> [Set of tasks]
A: In the architecture_shazam notes, which step count was chosen by the rule for picking denoising steps?
B: Write the next part of the architecture_shazam notes, picking up after their final line.

> [Reading passage]
--- START ---

React SPA -> Flask API -> Services
├── Analysis (librosa, taggers)
├── LLM brief + prompt distillation
├── Image (SDXL via diffusers)
└── 3D (Meshy service or Shap-E fallback)
Persistence: SQLAlchemy (SQLite/PostgreSQL)
Observability: structured logs + per-output sidecar JSON
- RQ1 / H1: For a fixed (song, building type, LLM), do repeated runs produce similar visuals?
- Findings: Yes — moderate repeatability, strongest in palette and massing.
- RQ2 / H2: What contributes more variance - prompting or the renderer?
- Finding: Prompt freezing yields larger and more reliable gains than merely increasing denoising steps (with diminishing returns past mid-range steps).
See the report’s Results chapter for details, tables, and exemplars.
- Python 3.10+ (3.11 recommended)
- Node 18+ (for the SPA)
- A CUDA-capable GPU is recommended for SDXL; GPU(MPS on silicon Mac)/CPU works but is slow.
- API keys for:
- ACRCloud (fingerprinting)
- Meshy (3D)
- Spotify
git clone https://github.com/mischamclaughlin/architecture_shazam.git
cd architecture_shazam/
python -m venv .venv
source .venv/bin/activate # Windows: .venv\Scripts\activate
pip install -r requirements.txt
# ./.env
# ACRCloud
ACRCLOUD_HOST=
ACRCLOUD_ACCESS_KEY=
ACRCLOUD_ACCESS_SECRET=
# Spotify
SPOTIPY_CLIENT_ID=
SPOTIPY_CLIENT_SECRET=
# Meshy
MESHY_API_KEY=
cd ./client
npm install # first time
npm run dev
npm run api # run in a different terminal to run flask
Open the printed local URL (set to http://localhost:8000/ but could be different depending on .flaskenv setup)
-
Fixed (by default):
Scheduler = DPM-Solver++ · Guidance = 6.5 · Resolution = 1024×1024 · No negative prompt · Batch size = 1 -
Manipulated:
inference steps ∈ {10, 25, 50} · prompt freezing -
Tokenisation:
Compact SDXL prompts are clamped to ≤77 tokens on both CLIP encoders to avoid silent truncation (repo IDs and counts stored in sidecars).
The report includes the full protocol and results; below is a practical outline.
- Freeze the prompt; sweep steps {10, 25, 50}.
- Compute a simple composite noise index (Laplacian var, HF ratio, residual RMS).
- Rule: pick the smallest step count within a small tolerance of the minimum median noise (we used 25).
- Cross songs × building types × LLMs; 10 trials per cell at steps=25.
- Score with aHash/dHash/pHash + palette cosine; combine to 0–100.
- Fix LLM (deepseek-r1:14b) and building type (house).
- Compare frozen vs unfrozen prompts at steps {10, 25, 50}.

--- END ---

> [Data]
--- START ---

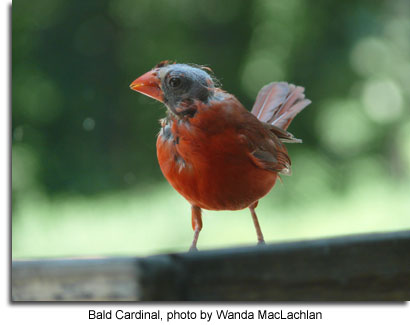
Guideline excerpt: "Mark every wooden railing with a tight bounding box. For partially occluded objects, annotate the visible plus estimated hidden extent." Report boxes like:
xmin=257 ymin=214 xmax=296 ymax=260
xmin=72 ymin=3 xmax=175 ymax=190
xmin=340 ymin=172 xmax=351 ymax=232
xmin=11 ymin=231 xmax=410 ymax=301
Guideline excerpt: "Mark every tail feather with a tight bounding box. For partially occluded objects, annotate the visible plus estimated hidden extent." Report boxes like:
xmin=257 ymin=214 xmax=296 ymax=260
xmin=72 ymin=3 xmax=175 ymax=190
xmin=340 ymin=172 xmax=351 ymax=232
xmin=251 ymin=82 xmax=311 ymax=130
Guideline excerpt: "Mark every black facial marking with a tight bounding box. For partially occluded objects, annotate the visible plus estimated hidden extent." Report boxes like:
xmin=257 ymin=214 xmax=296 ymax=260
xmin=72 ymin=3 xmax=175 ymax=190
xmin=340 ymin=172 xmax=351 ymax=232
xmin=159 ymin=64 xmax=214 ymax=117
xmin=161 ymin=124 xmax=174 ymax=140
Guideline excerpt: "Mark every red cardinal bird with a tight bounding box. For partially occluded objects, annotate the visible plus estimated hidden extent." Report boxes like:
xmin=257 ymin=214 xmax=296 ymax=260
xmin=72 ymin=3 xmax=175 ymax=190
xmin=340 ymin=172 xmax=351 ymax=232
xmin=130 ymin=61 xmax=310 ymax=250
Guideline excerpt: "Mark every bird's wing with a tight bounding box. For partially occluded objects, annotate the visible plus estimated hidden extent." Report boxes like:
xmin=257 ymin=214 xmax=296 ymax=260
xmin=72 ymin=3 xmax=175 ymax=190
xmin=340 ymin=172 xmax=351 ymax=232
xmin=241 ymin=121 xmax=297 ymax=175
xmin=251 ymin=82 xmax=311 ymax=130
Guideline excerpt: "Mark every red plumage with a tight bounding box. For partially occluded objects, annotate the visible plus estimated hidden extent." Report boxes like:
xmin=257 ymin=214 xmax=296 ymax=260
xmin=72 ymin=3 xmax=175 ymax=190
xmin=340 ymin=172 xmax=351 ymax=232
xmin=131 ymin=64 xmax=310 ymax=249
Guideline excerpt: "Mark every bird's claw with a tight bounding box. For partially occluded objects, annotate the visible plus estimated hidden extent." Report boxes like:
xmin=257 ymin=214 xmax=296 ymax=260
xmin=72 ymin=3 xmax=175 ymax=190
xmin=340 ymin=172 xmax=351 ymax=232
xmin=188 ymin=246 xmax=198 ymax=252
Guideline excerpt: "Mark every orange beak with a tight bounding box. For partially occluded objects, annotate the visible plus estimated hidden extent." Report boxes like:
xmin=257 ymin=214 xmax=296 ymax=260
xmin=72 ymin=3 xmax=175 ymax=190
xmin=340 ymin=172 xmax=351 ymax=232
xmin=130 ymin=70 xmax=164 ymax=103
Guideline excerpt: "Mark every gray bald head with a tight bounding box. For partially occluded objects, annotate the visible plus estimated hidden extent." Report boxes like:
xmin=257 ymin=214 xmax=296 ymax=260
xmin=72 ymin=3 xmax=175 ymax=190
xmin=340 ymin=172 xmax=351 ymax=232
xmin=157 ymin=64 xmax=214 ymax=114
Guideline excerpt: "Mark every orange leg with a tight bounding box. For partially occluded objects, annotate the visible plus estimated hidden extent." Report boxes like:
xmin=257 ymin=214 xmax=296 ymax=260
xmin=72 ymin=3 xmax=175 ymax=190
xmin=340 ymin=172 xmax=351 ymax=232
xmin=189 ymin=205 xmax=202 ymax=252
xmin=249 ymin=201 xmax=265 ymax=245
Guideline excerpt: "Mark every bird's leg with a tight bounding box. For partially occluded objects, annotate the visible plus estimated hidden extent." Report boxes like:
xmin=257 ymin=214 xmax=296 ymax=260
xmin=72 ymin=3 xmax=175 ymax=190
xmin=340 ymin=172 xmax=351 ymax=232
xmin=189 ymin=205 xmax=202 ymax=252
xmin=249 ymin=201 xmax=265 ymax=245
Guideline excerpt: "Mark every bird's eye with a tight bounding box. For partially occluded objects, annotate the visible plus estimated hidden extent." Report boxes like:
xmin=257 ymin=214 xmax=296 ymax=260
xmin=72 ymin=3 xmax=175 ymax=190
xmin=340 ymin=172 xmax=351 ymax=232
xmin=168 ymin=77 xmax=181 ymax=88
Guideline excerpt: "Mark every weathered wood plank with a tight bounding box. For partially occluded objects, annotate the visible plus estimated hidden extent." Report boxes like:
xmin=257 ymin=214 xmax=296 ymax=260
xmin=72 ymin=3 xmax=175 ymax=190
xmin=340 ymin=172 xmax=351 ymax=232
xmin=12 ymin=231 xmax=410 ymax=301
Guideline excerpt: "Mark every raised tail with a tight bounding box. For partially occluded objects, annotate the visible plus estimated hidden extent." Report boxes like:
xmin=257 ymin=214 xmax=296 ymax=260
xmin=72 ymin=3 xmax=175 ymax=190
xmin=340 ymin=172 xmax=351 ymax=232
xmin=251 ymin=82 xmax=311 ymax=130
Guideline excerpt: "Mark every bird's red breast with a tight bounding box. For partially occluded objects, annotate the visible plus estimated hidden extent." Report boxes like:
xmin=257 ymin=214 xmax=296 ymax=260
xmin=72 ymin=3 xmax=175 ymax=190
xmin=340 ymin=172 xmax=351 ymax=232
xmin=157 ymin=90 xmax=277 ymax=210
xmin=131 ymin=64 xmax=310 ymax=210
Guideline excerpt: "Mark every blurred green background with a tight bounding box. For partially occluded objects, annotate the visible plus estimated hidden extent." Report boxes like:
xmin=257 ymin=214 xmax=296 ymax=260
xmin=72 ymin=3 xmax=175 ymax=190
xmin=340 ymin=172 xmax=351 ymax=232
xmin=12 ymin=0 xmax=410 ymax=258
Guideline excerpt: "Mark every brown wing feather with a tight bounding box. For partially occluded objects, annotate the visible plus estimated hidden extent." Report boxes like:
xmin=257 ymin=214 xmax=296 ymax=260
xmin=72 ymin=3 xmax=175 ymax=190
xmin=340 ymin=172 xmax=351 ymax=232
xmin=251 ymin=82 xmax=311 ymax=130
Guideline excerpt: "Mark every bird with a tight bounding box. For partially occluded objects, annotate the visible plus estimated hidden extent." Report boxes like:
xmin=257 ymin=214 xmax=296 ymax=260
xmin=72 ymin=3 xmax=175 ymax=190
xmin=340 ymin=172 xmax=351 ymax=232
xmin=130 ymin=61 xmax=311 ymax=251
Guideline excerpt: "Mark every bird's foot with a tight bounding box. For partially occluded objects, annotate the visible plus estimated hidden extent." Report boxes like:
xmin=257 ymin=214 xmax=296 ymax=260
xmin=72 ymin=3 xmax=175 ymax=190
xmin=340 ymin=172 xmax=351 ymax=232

--- END ---

> [Per-task answers]
A: 25 steps.

B:
- Report per-song deltas and medians; inspect component trends (palette vs hashes).
- aHash: coarse luminance layout
- dHash: local gradients/edges
- pHash: DCT global structure (robust to minor shifts)
- Palette cosine: Score (0-100) is a weighted average of the four similarities.
Weights can be adjusted; when a metric is disabled, weights renormalise.
- Legal/ToS: Use short public previews for catalogue audio; do not store raw audio. Respect ACRCloud/Meshy terms and model licences.
- Privacy: Sidecars/logs omit raw audio; store only features, prompts, and outputs. Provide a data-deletion path.
- Bias/Transparency: Classifier/KB biases can propagate; we log tags sent to the LLM and clearly label AI-generated outputs.
- Reproducibility: Pinned dependencies and environment capture; single-host per condition.
This is informational, not legal advice.
- Frontend: React (SPA)
- Backend: Flask, SQLAlchemy (SQLite/PostgreSQL)
- Audio/MIR: librosa, ACRCloud, MusicBrainz/Wikipedia for metadata
- LLM: open-weights via local runner (e.g., ollama) or API; two-stage prompting
- Image: SDXL via Hugging Face diffusers
- 3D: Meshy service (primary) -> Shap-E fallback (local)
- Analysis: Python + notebooks/scripts; CSV outputs
Hugging Face diffusers/transformers, librosa, MusicBrainz/Wikipedia, ACRCloud, Meshy, Shap-E, and SDXL-family research cited in the report.
Closed for now; may open later. Please avoid committing raw audio or secrets.
This project is licensed under the MIT License.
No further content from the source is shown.